(EXERCISE TEXT Opens)

Something clicked inside me. For the first time in my life, I was recognized as stronger than anyone. Hey, the highly-educated doctor said so! I told an older priest mentor about the aversion therapy and he exploded with anger. “Billy, why in the world are you letting someone abuse you? God made you this way and you’re never going back to that doctor again!” So, I quit the therapy, and for an entire summer I was asexual, or sexless. Until one day, I was walking with other novices downtown when a beautiful young man passed by and glanced kindly at me. “Damn, it’s back!” I said to myself.
Later on, that same mentor explained to me that a person’s sexuality is connected to everything: your art, your creativity, your charisma, your élan vital. Think of President Kennedy or Princess Diana, who visibly glowed with that life force. When I met Pope St. John Paul II, once an actor and playwright, he absolutely glowed with spiritual and artistic charisma.

(EXERCISE TEXT Closes)

EXERCISE 1 - Translate this sentence from the aversion therapy passage into Spanish: "So, I quit the therapy, and for an entire summer I was asexual, or sexless."
EXERCISE 2 - Copy out the aversion therapy passage, beginning at the words "Later on, that" and stopping after "and artistic charisma.".

(SOURCE INFORMATION Opens)

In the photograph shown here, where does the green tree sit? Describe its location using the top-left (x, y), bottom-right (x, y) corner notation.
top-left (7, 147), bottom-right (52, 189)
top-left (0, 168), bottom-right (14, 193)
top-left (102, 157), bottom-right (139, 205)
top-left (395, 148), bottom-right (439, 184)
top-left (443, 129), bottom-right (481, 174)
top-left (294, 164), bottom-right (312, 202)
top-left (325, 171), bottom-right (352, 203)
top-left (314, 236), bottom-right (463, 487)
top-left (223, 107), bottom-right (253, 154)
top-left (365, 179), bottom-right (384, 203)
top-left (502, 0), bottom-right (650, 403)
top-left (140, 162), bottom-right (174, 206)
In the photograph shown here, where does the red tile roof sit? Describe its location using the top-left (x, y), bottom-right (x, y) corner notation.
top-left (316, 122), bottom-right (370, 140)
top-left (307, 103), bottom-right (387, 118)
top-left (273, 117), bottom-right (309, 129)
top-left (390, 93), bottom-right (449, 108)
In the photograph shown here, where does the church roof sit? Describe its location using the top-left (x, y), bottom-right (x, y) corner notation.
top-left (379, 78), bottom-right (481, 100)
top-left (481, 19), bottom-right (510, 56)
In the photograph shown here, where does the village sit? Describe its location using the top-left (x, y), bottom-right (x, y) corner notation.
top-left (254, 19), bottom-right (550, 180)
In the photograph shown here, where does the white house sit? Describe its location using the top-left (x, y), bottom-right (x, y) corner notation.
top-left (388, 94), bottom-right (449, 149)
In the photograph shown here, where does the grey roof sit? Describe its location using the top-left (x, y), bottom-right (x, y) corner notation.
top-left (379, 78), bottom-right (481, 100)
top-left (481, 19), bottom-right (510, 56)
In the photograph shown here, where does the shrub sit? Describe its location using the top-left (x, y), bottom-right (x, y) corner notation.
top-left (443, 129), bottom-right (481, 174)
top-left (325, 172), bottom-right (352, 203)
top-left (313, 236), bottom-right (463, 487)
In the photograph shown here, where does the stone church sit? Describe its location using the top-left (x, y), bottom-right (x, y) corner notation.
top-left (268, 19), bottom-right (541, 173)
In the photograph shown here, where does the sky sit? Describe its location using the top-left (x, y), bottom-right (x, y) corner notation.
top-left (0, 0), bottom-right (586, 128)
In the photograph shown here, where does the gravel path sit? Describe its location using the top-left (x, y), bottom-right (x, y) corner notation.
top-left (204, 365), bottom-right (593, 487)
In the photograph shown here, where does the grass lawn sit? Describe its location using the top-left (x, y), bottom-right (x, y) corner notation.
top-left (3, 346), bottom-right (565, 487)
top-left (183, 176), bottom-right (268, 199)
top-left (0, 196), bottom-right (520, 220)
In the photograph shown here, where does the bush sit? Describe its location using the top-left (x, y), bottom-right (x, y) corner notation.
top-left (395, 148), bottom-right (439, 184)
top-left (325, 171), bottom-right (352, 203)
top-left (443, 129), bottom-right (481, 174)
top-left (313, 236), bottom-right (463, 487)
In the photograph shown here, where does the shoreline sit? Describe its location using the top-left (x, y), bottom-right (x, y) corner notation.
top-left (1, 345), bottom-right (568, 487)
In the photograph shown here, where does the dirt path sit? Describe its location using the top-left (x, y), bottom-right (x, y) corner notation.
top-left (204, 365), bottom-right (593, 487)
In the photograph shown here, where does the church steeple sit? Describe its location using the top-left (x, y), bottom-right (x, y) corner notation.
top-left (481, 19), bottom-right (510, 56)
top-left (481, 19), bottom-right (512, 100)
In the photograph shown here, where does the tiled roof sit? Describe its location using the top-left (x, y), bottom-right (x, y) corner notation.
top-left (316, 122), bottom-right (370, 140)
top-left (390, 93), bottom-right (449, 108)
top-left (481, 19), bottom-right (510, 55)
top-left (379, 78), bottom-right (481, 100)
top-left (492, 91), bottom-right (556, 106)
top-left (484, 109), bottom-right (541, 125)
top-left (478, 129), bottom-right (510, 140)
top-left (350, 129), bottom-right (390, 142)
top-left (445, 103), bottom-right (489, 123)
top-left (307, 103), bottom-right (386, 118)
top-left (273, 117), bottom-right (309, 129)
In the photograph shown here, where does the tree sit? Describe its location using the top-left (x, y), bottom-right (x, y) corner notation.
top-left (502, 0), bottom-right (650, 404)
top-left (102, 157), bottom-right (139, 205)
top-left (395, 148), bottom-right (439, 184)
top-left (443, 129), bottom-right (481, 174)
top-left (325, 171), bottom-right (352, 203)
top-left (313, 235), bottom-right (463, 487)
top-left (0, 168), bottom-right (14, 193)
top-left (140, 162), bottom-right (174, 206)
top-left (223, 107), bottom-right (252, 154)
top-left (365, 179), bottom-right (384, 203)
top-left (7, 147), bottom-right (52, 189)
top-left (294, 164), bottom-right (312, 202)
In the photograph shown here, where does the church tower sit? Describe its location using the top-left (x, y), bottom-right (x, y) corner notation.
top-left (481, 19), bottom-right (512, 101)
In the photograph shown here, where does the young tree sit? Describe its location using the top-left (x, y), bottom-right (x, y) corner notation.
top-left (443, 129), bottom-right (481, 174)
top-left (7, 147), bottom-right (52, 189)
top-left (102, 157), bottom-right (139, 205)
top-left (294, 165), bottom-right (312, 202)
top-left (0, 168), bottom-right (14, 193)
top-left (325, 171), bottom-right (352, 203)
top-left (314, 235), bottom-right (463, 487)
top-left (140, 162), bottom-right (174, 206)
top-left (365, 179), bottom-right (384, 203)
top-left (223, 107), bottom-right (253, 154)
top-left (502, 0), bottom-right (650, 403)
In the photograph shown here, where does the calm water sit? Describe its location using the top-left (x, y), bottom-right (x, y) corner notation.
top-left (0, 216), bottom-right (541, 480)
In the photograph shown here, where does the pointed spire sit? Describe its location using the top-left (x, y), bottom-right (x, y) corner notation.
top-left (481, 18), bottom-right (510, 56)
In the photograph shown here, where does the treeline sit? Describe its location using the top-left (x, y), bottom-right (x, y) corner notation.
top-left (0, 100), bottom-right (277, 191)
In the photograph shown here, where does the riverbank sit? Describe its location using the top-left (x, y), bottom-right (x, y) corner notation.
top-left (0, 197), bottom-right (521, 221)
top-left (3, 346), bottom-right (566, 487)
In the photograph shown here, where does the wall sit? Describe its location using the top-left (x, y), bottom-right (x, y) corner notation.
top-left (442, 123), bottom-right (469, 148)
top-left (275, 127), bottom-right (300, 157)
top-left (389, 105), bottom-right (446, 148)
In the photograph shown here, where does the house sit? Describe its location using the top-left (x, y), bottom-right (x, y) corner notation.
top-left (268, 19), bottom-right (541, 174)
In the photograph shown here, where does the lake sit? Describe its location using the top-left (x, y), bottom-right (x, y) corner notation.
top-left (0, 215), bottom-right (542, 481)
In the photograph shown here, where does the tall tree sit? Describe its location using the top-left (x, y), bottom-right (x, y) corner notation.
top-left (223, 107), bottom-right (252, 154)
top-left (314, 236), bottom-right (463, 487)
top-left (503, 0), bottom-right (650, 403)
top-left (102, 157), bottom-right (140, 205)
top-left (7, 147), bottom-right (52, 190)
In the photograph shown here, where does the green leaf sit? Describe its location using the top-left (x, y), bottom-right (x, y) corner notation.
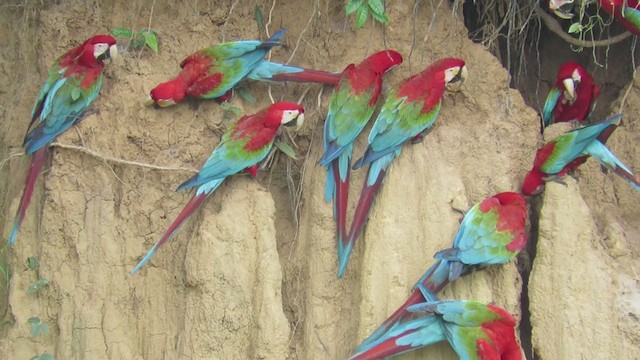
top-left (220, 101), bottom-right (242, 116)
top-left (235, 86), bottom-right (256, 105)
top-left (345, 0), bottom-right (364, 15)
top-left (31, 319), bottom-right (49, 337)
top-left (27, 279), bottom-right (49, 294)
top-left (71, 88), bottom-right (82, 101)
top-left (31, 351), bottom-right (53, 360)
top-left (255, 5), bottom-right (265, 31)
top-left (371, 6), bottom-right (389, 24)
top-left (140, 30), bottom-right (158, 54)
top-left (27, 256), bottom-right (40, 271)
top-left (111, 28), bottom-right (133, 39)
top-left (569, 23), bottom-right (582, 34)
top-left (368, 0), bottom-right (385, 16)
top-left (356, 6), bottom-right (369, 29)
top-left (273, 141), bottom-right (298, 160)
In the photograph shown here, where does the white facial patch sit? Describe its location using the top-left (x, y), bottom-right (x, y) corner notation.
top-left (444, 66), bottom-right (460, 83)
top-left (109, 44), bottom-right (118, 59)
top-left (571, 69), bottom-right (582, 83)
top-left (280, 110), bottom-right (300, 124)
top-left (93, 43), bottom-right (109, 59)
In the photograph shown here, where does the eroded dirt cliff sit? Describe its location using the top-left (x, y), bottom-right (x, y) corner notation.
top-left (0, 1), bottom-right (640, 359)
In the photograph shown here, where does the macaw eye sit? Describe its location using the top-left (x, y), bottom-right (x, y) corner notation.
top-left (571, 69), bottom-right (582, 84)
top-left (280, 110), bottom-right (300, 124)
top-left (93, 43), bottom-right (109, 59)
top-left (444, 66), bottom-right (460, 83)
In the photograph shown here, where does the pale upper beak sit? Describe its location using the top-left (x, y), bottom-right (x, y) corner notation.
top-left (108, 44), bottom-right (118, 59)
top-left (296, 114), bottom-right (304, 131)
top-left (446, 65), bottom-right (469, 91)
top-left (144, 95), bottom-right (156, 107)
top-left (284, 113), bottom-right (304, 131)
top-left (562, 78), bottom-right (576, 101)
top-left (144, 95), bottom-right (176, 107)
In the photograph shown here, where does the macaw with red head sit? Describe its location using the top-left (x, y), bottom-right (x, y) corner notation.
top-left (349, 299), bottom-right (522, 360)
top-left (542, 61), bottom-right (600, 127)
top-left (356, 192), bottom-right (527, 356)
top-left (131, 102), bottom-right (304, 274)
top-left (338, 58), bottom-right (467, 276)
top-left (549, 0), bottom-right (640, 35)
top-left (9, 35), bottom-right (118, 244)
top-left (522, 115), bottom-right (640, 195)
top-left (320, 50), bottom-right (402, 277)
top-left (146, 29), bottom-right (339, 107)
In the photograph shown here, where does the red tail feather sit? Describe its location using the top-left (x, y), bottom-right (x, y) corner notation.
top-left (156, 194), bottom-right (207, 248)
top-left (347, 170), bottom-right (386, 248)
top-left (9, 145), bottom-right (49, 244)
top-left (271, 69), bottom-right (340, 85)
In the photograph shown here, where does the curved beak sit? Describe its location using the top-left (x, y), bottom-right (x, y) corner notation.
top-left (144, 95), bottom-right (156, 107)
top-left (445, 65), bottom-right (469, 91)
top-left (562, 78), bottom-right (576, 101)
top-left (296, 114), bottom-right (304, 131)
top-left (284, 113), bottom-right (304, 131)
top-left (107, 44), bottom-right (118, 59)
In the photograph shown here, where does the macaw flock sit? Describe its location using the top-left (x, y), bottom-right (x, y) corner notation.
top-left (9, 1), bottom-right (640, 360)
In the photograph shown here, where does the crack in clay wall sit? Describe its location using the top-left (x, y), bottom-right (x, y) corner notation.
top-left (0, 0), bottom-right (640, 359)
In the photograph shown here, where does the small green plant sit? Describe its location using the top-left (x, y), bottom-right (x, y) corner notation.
top-left (27, 316), bottom-right (49, 337)
top-left (27, 279), bottom-right (49, 294)
top-left (345, 0), bottom-right (389, 29)
top-left (111, 28), bottom-right (158, 54)
top-left (31, 351), bottom-right (53, 360)
top-left (27, 256), bottom-right (49, 294)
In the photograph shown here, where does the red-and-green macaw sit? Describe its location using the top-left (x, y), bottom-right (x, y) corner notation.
top-left (320, 50), bottom-right (402, 277)
top-left (542, 61), bottom-right (600, 127)
top-left (131, 102), bottom-right (304, 274)
top-left (341, 58), bottom-right (467, 276)
top-left (549, 0), bottom-right (640, 35)
top-left (522, 115), bottom-right (640, 195)
top-left (409, 300), bottom-right (522, 360)
top-left (357, 192), bottom-right (527, 353)
top-left (9, 35), bottom-right (117, 244)
top-left (146, 29), bottom-right (340, 107)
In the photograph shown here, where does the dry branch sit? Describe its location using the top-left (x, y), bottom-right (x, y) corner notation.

(SOURCE INFORMATION Closes)

TASK SOLUTION 1 - Así que dejé la terapia y, durante todo un verano, fui asexual, o sin sexo.

TASK SOLUTION 2 -
Later on, that same mentor explained to me that a person’s sexuality is connected to everything: your art, your creativity, your charisma, your élan vital. Think of President Kennedy or Princess Diana, who visibly glowed with that life force. When I met Pope St. John Paul II, once an actor and playwright, he absolutely glowed with spiritual and artistic charisma.